*Supplied data:*
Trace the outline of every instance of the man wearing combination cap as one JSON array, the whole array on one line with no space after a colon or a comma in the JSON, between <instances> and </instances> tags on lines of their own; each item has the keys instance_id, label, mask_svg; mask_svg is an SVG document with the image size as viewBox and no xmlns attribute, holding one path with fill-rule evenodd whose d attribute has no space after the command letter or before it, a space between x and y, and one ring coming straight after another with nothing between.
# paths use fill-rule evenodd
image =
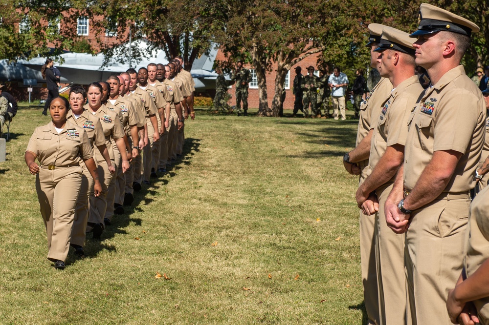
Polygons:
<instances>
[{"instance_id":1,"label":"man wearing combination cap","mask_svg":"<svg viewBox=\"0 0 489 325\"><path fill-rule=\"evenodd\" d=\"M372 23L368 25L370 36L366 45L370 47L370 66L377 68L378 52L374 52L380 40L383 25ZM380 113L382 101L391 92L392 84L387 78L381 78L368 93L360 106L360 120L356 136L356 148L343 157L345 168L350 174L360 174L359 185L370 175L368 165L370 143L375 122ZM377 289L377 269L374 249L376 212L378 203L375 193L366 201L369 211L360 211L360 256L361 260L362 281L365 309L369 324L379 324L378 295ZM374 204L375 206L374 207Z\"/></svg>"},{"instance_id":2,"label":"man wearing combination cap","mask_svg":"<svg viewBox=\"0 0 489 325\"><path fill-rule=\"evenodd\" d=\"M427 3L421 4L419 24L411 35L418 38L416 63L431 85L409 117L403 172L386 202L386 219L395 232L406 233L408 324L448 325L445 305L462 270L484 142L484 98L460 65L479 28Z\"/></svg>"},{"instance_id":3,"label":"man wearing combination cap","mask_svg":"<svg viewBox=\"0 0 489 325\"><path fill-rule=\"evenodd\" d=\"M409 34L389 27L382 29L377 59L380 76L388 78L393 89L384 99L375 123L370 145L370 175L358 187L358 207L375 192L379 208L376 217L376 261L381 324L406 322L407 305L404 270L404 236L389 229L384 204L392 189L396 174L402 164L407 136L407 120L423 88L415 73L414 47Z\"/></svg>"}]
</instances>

*What the exercise asks:* Identify every line in the records above that contains the word "image", and copy each of those lines.

*The output:*
Trace the outline of every instance of the man wearing combination cap as one JSON array, the whole array on one line with no space after a colon or a comma in the JSON, between <instances> and </instances> tags on lines of their own; each item has the keys instance_id, label, mask_svg; mask_svg is an SVG document with the image size as viewBox and no xmlns attribute, holding one path with fill-rule evenodd whose d attribute has no space after the command letter or before it, a space between x and y, and one ring coming straight after another with nothing between.
image =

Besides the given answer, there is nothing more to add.